**Exercise requirements**
a: From the forum comments, reproduce the passage that begins at the words "[–] [email protected] 6" and ends after the words "for their attention.", keeping every character unchanged.
b: Write out the rows from the line containing "the black trousers." through the line containing "[[93, 158]]", including both of those lines and nothing outside them.

====== Document segment

Tregetour

joined 1 year ago
[–] [email protected] 2 points 1 month ago* (last edited 1 month ago)

A gram of convenience for a ton of privacy :(

[–] [email protected] 1 points 1 month ago* (last edited 1 month ago)

The year is 2025 where rules like this are brutally effective slop filters.

[–] [email protected] 6 points 1 month ago* (last edited 1 month ago)

People tend to interact with technology on a default permit basis, which is partly why they have weather-vane attention spans and obliterated focusing capacity. They're like Pavlov's dog, responding to every notification and ping and service update; and social media is treated as the default use state until something else yells for their attention.

I have notifications denied by default. Notifications are lame and a known privacy threat. No one needs to be bothered because someone responded in a group chat or a new post surfaced on a Lemmy comm or a 'deal alert' got pushed by some marketing dipshit on the other side of the planet. That they exist at all for email is ludicrous. Email is an asychronous protocol - delayed responses are a feature.

Stop giving this stuff attention on demand and start allocating attention windows where it will get seen to. Email that gets in front of your eyes is 99 per cent transaction stubs if you're doing it right; there is no more reason to pay it any attention outside 7pm for 10 or 15 minutes (say). Similar treatment should apply to most messaging to be honest.

[–] [email protected] 2 points 3 months ago (1 children)

Surely people see this for what it is, a censorship mechanism that relies on people's laziness and preference for convenience for effectiveness.

Even if Apple Intelligence were good, why would anyone in their right mind allow a middleman to interfere with their ability to communicate with others?

[–] [email protected] 3 points 3 months ago

It subordinates all creative output to the priorities of advertising. On Lemmy (in fact any web forum) I'm a member and a discussion participant. I don't 'make content' for it - it suggests the only value in my posting to a Lemmy is to 'attract eyeballs'.

The ability to dress and chisel marble and have your creations still talked about half a millennia later, and being the most recognizable singer on the planet, aren't fungible.

[–] [email protected] 19 points 3 months ago (4 children)

============
====== Records shown

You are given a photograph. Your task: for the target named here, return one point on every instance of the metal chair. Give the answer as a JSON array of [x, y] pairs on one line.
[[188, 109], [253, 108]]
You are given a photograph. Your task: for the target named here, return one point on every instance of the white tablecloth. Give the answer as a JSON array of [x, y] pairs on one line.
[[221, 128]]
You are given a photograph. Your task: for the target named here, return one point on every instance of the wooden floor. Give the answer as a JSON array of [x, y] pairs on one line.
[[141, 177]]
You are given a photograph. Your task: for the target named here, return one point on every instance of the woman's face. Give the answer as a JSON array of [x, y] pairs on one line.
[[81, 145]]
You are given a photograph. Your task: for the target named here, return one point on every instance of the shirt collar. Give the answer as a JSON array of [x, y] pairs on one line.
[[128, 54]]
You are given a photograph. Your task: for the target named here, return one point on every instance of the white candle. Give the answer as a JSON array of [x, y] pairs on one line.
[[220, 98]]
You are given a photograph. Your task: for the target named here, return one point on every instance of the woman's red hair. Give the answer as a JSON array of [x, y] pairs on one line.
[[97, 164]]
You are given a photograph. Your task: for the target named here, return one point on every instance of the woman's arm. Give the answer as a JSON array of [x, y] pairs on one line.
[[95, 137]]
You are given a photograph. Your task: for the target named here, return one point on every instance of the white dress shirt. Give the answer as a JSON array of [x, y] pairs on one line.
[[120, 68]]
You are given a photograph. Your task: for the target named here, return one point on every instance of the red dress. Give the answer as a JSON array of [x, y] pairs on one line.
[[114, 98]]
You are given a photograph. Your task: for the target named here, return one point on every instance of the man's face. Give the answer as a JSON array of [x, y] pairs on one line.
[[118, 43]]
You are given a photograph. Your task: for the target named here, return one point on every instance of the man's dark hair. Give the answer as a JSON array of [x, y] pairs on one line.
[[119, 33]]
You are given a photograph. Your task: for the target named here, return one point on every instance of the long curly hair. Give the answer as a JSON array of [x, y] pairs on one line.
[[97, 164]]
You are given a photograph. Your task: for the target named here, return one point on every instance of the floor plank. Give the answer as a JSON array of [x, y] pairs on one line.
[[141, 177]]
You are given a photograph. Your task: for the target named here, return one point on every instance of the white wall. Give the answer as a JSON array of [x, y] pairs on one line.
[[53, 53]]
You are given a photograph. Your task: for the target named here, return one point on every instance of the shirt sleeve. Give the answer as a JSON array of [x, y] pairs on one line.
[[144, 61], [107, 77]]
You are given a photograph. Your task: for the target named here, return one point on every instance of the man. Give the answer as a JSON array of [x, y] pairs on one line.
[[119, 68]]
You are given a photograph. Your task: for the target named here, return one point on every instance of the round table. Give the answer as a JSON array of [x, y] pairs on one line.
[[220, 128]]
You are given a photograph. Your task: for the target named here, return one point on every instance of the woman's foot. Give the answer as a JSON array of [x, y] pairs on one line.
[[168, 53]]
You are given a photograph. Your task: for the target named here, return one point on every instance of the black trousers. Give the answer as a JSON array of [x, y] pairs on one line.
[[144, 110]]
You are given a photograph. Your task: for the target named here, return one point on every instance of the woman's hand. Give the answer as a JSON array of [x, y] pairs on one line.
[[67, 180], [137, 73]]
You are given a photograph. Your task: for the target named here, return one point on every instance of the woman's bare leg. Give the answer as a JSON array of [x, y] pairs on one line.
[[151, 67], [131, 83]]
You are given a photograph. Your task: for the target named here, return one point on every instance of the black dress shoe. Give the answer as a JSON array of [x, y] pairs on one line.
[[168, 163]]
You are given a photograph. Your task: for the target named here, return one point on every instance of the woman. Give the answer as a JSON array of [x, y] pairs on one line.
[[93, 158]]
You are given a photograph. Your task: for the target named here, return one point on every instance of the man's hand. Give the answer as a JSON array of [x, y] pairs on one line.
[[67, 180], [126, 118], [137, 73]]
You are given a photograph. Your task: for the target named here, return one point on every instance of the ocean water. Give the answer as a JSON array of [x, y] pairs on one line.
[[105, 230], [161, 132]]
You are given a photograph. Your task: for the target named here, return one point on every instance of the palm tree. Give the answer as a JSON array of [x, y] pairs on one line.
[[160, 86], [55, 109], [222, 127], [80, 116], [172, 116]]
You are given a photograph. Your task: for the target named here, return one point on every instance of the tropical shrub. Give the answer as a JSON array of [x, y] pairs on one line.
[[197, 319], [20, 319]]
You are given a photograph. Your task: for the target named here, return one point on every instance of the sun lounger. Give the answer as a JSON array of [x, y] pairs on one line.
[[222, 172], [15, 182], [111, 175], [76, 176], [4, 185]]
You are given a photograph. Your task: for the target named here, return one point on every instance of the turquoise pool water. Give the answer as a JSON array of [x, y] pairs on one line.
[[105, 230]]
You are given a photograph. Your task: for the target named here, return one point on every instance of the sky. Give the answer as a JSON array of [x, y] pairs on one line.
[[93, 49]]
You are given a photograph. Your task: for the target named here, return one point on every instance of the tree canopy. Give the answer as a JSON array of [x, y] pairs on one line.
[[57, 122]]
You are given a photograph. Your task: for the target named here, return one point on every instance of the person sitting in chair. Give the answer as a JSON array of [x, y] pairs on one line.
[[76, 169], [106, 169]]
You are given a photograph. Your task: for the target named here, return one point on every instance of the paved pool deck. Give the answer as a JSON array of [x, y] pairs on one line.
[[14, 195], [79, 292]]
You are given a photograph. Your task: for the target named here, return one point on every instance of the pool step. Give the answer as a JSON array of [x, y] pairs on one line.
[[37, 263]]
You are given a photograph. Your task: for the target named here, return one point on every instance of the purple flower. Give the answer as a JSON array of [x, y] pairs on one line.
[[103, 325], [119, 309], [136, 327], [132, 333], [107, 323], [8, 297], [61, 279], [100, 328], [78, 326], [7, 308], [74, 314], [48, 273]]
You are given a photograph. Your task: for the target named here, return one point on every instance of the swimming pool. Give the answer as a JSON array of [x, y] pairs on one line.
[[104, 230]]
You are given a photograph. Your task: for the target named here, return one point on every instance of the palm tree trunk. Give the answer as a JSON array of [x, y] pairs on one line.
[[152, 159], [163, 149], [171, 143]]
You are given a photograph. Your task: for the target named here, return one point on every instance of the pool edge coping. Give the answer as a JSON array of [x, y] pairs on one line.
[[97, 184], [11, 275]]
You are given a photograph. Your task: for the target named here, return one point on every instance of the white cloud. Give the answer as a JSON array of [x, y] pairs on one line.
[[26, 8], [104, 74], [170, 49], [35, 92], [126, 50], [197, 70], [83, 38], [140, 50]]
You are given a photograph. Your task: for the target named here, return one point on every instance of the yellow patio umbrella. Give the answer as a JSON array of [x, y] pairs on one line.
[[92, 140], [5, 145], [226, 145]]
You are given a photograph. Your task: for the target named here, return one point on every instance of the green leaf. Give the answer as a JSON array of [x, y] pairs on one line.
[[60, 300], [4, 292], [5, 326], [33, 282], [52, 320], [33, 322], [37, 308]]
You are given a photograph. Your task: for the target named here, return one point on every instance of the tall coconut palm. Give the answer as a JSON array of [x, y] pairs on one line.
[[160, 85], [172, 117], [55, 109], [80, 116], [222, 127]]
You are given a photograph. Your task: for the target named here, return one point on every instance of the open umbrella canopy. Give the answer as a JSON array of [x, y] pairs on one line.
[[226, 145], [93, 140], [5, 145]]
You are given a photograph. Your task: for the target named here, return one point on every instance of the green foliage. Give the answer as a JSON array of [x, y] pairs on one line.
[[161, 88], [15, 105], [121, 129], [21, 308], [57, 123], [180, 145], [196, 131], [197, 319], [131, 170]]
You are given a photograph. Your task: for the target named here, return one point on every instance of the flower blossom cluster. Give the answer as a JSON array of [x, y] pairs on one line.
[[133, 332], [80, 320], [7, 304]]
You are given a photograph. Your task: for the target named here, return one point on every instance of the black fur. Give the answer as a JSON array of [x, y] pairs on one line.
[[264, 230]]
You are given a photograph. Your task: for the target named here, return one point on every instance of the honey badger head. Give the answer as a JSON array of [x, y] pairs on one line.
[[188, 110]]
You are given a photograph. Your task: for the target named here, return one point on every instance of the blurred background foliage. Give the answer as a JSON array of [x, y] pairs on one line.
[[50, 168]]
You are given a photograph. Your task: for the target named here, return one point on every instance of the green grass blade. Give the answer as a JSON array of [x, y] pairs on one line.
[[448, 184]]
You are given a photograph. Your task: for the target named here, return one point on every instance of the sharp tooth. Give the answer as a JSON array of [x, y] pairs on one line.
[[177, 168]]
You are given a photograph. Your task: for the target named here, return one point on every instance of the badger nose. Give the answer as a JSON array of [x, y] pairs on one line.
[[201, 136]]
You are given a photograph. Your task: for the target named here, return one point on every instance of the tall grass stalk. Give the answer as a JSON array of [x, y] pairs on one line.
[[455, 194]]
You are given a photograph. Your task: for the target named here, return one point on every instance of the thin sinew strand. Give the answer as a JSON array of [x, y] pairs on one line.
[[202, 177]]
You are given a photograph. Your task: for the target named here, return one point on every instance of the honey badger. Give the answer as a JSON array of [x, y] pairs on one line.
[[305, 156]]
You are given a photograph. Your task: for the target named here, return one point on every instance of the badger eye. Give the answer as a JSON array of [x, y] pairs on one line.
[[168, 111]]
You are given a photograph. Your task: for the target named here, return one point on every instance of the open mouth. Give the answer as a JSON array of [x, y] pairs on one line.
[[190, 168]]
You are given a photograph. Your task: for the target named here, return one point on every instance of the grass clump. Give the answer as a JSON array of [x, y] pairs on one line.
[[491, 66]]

============

**Results of the tasks**
a:
[–] [email protected] 6 points 1 month ago* (last edited 1 month ago)

People tend to interact with technology on a default permit basis, which is partly why they have weather-vane attention spans and obliterated focusing capacity. They're like Pavlov's dog, responding to every notification and ping and service update; and social media is treated as the default use state until something else yells for their attention.

b:
You are given a photograph. Your task: for the target named here, return one point on every instance of the black trousers. Give the answer as a JSON array of [x, y] pairs on one line.
[[144, 110]]
You are given a photograph. Your task: for the target named here, return one point on every instance of the woman's hand. Give the answer as a JSON array of [x, y] pairs on one line.
[[67, 180], [137, 73]]
You are given a photograph. Your task: for the target named here, return one point on every instance of the woman's bare leg. Give the answer as a JSON array of [x, y] pairs on one line.
[[151, 67], [131, 83]]
You are given a photograph. Your task: for the target named here, return one point on every instance of the black dress shoe. Give the answer as a JSON array of [x, y] pairs on one line.
[[168, 163]]
You are given a photograph. Your task: for the target named here, return one point on every instance of the woman. Give the answer as a JSON array of [x, y] pairs on one line.
[[93, 158]]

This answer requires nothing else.